Work instructions ::
[a] Reproduce the review of the git-remote-mediawiki patch between "Did you really" and "for these files.", inclusive, but substitute "uploads" for "attachments".
[b] Answer these questions about the review of the git-remote-mediawiki patch:
(i) How many insertions and deletions does the change summary report?
(ii) Which variable was renamed in version 3, and what is its new name?
(iii) Which Git configuration setting is read into $import_media?
[c] Continue the review of the git-remote-mediawiki patch after its last line.

Passage shown ::
-=-=-=-=-
Re: [PATCHv3 1/2] git-remote-mediawiki: import "File:" attachments

Junio C Hamano <gitster@xxxxxxxxx> · Tue, 12 Jun 2012 14:05:21 -0700

Pavel Volek <Pavel.Volek@xxxxxxxxxxxxxxx> writes:

> From: Pavel VOlek <Pavel.Volek@xxxxxxxxxxxxxxx>

Did you really mean this?  It does not match your S-o-b: line below.

>
> The current version of the git-remote-mediawiki supports only import and export
> of the pages, doesn't support import and export of file attachments which are
> also exposed by MediaWiki API. This patch adds the functionality to import file
> attachments and description pages for these files.
>
> Chages version2 -> version3:
> Fixes in comments.
> Variable '$file' -> '$file_content' refactoring to be clearer.

These three lines do not belong here above the three-dash lines, I think.

> Signed-off-by: Pavel Volek <Pavel.Volek@xxxxxxxxxxxxxxx>
> Signed-off-by: NGUYEN Kim Thuat <Kim-Thuat.Nguyen@xxxxxxxxxxxxxxx>
> Signed-off-by: ROUCHER IGLESIAS Javier <roucherj@xxxxxxxxxxxxxxx>
> Signed-off-by: Matthieu Moy <Matthieu.Moy@xxxxxxx>
> ---
>  contrib/mw-to-git/git-remote-mediawiki | 223 ++++++++++++++++++++++++++++++++-
>  1 file changed, 218 insertions(+), 5 deletions(-)
>
> diff --git a/contrib/mw-to-git/git-remote-mediawiki b/contrib/mw-to-git/git-remote-mediawiki
> index c18bfa1..04d3959 100755
> --- a/contrib/mw-to-git/git-remote-mediawiki
> +++ b/contrib/mw-to-git/git-remote-mediawiki
> @@ -13,9 +13,6 @@
>  #
>  # Known limitations:
>  #
> -# - Only wiki pages are managed, no support for [[File:...]]
> -#   attachments.
> -#

Nice.

> @@ -71,6 +68,9 @@ chomp(@tracked_pages);
>  my @tracked_categories = split(/[ \n]/, run_git("config --get-all remote.". $remotename .".categories"));
>  chomp(@tracked_categories);
>  
> +# Import media files too.
> +my $import_media = run_git("config --get --bool remote.". $remotename .".mediaimport");
> +
>  my $wiki_login = run_git("config --get remote.". $remotename .".mwLogin");
>  # TODO: ideally, this should be able to read from keyboard, but we're
>  # inside a remote helper, so our stdin is connect to git, not to a
> @@ -225,6 +225,10 @@ sub get_mw_pages {
>  			get_mw_first_pages(\@slice, \%pages);
>  			@some_pages = @some_pages[51..$#some_pages];
>  		}
> +
> +		if ($import_media) {
> +			get_mw_pages_for_linked_mediafiles(\@tracked_pages, \%pages);
> +		}

I am guessing that the loop above is to avoid fetching and
processing too many pages at once.  Doesn't the call to
get_mw_pages_for_linked_mediafiles() need a similar consideration,
or what the function does is significantly different from what
get_mw_first_pages() does and there is no need to worry?
-=-=-=-=-
[Lines of data]
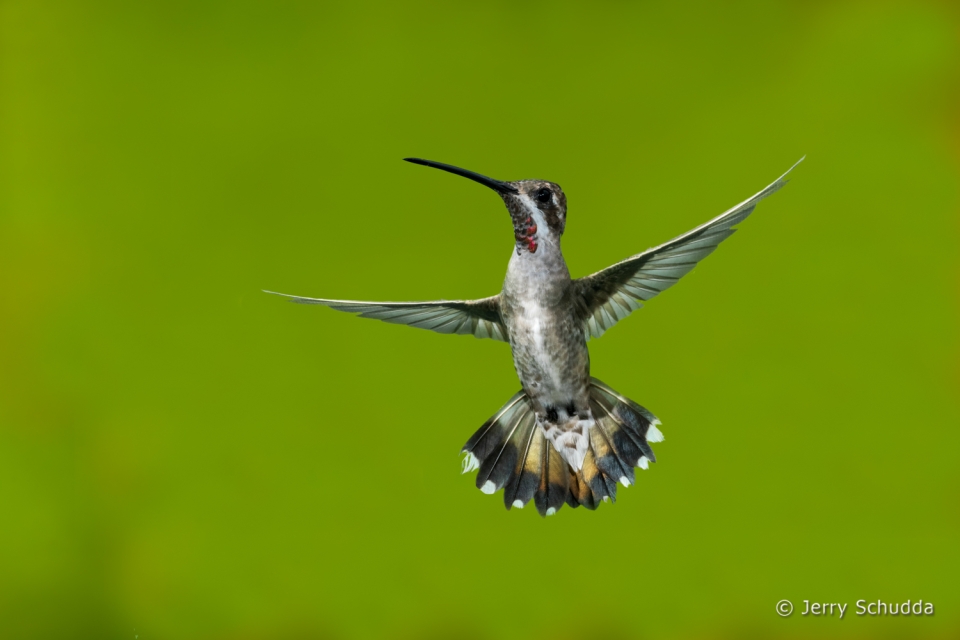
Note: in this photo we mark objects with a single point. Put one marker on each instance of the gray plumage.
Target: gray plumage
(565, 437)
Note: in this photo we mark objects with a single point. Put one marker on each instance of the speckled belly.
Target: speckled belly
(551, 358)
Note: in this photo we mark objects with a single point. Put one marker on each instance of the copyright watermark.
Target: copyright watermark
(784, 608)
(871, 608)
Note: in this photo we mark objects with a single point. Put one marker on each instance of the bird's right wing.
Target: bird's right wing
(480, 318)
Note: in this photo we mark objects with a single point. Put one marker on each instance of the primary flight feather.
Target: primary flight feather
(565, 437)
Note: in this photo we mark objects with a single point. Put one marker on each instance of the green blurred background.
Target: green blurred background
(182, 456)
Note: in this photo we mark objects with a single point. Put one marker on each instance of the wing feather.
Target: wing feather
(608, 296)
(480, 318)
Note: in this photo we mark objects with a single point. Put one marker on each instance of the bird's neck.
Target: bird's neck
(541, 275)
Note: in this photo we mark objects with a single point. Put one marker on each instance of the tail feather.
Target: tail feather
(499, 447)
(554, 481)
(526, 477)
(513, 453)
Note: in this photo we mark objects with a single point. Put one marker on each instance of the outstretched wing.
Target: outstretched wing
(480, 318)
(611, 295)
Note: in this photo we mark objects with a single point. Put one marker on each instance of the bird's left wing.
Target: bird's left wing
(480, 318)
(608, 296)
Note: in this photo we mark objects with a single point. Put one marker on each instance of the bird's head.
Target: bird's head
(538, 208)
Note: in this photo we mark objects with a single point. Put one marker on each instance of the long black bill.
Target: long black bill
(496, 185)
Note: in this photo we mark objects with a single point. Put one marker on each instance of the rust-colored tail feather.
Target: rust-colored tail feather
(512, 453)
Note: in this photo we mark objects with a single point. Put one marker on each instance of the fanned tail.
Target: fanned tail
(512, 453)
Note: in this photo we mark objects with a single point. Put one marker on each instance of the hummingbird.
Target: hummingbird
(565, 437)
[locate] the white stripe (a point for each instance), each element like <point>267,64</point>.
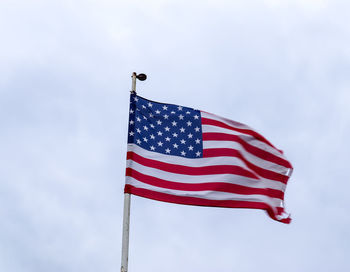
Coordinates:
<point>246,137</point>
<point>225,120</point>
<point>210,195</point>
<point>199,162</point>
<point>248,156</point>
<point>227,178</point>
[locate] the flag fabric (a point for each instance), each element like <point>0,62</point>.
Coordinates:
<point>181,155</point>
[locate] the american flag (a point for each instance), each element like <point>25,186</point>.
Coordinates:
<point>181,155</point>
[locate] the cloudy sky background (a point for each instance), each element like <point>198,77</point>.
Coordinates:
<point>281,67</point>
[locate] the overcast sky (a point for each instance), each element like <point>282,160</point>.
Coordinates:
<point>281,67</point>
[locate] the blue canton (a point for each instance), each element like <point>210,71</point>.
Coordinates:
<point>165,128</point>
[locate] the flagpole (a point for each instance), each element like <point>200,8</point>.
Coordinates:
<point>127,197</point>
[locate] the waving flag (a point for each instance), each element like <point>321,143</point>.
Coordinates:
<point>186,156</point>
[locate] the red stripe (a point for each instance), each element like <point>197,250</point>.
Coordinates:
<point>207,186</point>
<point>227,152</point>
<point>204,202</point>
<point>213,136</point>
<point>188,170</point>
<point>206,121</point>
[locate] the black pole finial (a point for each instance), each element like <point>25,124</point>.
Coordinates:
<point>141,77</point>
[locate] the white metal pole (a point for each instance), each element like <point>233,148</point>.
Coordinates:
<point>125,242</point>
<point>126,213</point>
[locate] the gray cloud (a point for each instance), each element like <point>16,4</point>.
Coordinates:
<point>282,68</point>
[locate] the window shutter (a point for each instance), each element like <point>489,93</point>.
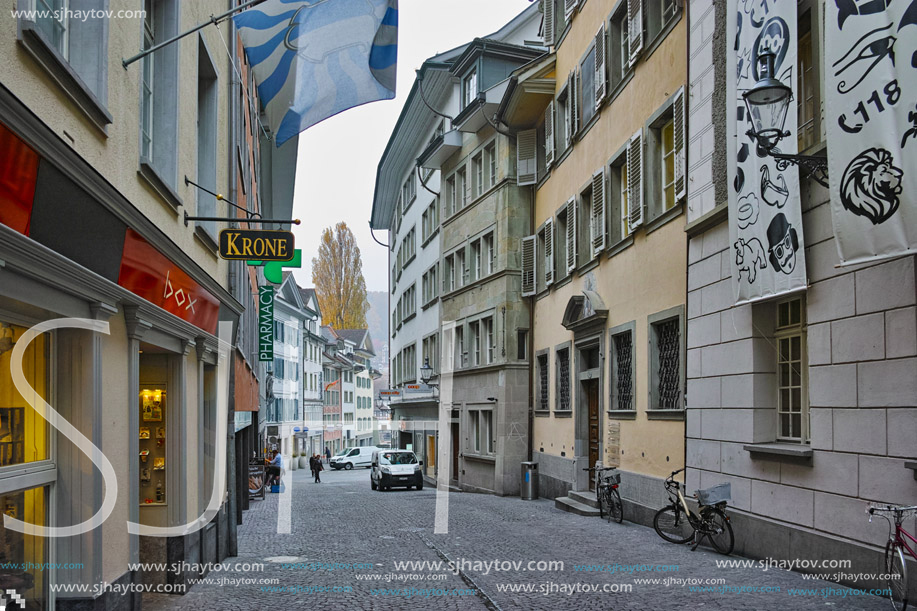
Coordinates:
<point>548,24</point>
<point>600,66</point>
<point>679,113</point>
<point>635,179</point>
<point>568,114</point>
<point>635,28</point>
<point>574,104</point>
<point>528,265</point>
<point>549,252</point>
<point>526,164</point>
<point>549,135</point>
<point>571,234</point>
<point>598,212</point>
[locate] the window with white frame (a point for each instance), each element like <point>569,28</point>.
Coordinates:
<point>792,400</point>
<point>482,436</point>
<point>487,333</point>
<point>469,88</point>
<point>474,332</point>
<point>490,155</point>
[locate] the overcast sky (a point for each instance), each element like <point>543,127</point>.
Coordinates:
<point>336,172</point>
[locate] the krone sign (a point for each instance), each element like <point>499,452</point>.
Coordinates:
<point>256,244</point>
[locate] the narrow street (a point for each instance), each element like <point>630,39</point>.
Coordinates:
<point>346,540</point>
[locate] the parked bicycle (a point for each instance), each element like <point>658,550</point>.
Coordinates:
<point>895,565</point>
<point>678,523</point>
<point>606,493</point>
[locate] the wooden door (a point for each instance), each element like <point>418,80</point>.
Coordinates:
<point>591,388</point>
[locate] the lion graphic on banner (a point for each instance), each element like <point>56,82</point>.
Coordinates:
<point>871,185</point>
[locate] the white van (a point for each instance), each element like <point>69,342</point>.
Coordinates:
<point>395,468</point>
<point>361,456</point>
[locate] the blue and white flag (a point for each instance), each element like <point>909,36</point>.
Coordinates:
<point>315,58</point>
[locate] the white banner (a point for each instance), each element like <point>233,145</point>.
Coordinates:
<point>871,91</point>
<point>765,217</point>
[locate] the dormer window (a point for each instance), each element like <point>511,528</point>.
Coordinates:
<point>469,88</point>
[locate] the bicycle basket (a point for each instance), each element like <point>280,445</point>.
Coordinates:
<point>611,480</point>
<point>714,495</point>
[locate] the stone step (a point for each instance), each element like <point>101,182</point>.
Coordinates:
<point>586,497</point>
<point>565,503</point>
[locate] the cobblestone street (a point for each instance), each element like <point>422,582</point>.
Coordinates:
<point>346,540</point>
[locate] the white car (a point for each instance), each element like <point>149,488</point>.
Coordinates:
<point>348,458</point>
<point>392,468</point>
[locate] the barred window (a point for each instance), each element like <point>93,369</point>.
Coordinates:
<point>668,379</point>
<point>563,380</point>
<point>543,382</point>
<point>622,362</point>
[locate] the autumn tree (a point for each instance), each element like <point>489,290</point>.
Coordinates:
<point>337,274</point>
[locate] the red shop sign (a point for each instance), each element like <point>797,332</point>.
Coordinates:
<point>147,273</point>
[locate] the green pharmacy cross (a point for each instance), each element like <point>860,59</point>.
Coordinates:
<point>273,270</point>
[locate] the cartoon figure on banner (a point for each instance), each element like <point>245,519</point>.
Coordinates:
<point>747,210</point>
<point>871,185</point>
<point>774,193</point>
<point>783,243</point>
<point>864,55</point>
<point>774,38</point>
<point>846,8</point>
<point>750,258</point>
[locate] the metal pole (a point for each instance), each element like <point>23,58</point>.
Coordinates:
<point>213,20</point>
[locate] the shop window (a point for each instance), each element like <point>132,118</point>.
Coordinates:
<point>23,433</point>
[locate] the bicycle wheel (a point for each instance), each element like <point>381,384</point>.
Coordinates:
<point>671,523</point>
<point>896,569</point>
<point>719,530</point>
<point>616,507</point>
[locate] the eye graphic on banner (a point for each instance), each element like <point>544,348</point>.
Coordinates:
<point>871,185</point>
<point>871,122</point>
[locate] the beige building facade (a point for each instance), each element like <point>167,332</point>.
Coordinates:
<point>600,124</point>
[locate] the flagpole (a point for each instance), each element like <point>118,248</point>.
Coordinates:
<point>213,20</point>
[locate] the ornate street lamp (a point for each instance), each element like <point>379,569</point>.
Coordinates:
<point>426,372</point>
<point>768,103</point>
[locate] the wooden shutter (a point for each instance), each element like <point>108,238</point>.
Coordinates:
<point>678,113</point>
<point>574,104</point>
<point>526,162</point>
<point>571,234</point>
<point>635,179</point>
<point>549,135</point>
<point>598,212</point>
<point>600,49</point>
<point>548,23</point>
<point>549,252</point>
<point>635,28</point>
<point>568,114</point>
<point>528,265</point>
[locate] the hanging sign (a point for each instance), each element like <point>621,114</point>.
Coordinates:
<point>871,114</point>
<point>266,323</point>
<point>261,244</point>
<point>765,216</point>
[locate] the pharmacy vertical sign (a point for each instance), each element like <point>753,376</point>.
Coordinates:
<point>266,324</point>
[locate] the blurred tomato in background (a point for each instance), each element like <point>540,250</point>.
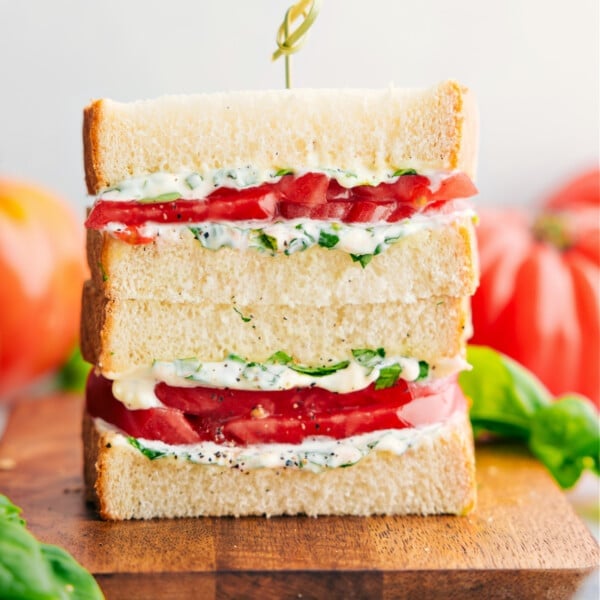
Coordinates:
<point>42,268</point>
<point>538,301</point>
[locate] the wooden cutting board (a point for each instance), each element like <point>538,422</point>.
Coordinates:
-=-=-=-=-
Results by task ::
[a]
Did you really mean this?  It does not match your S-o-b: line below.

>
> The current version of the git-remote-mediawiki supports only import and export
> of the pages, doesn't support import and export of file uploads which are
> also exposed by MediaWiki API. This patch adds the functionality to import file
> uploads and description pages for these files.

[b]
(i) 218 insertions and 5 deletions.
(ii) '$file' was renamed to '$file_content'.
(iii) The remote's "mediaimport" setting (remote.<remotename>.mediaimport), read as a boolean.

[c]
By the way, does it really have to be that overly long name?

> @@ -244,6 +248,11 @@ sub get_mw_pages {
>  			foreach my $page (@{$mw_pages}) {
>  				$pages{$page->{title}} = $page;
>  			}
> +
> +			if ($import_media) {
> +				my @titles = map $_->{title}, @{$mw_pages};
> +				get_mw_pages_for_linked_mediafiles(\@titles, \%pages);
> +			}
>  		}
>  	}
>  	if (!$user_defined) {
> @@ -263,10 +272,186 @@ sub get_mw_pages {
>  		foreach my $page (@{$mw_pages}) {
>  			$pages{$page->{title}} = $page;
>  		}
> +
> +		if ($import_media) {
> +			# Attach list of all pages for media files from the API,
> +			# they are in a different namespace, only one namespace
> +			# can be queried at the same moment
> +			my $mw_pages = $mediawiki->list({
> +				action => 'query',
> +				list => 'allpages',
> +				apnamespace => get_mw_namespace_id("File"),
> +				aplimit => 500
> +			});
> +			if (!defined($mw_pages)) {
> +				print STDERR "fatal: could not get the list of pages for media files.\n";
> +				print STDERR "fatal: '$url' does not appear to be a mediawiki\n";
> +				print STDERR "fatal: make sure '$url/api.php' is a valid page.\n";
> +				exit 1;
> +			}
> +			foreach my $page (@{$mw_pages}) {
> +				$pages{$page->{title}} = $page;
> +			}
> +		}

For categories you need to call pages-for-mediafiles with the titles
you learned (the hunk starting at l.224), but there is no need to
call pages-for-mediafiles in this hunk?

Not a rhetorical question to suggest that you should; just
wondering.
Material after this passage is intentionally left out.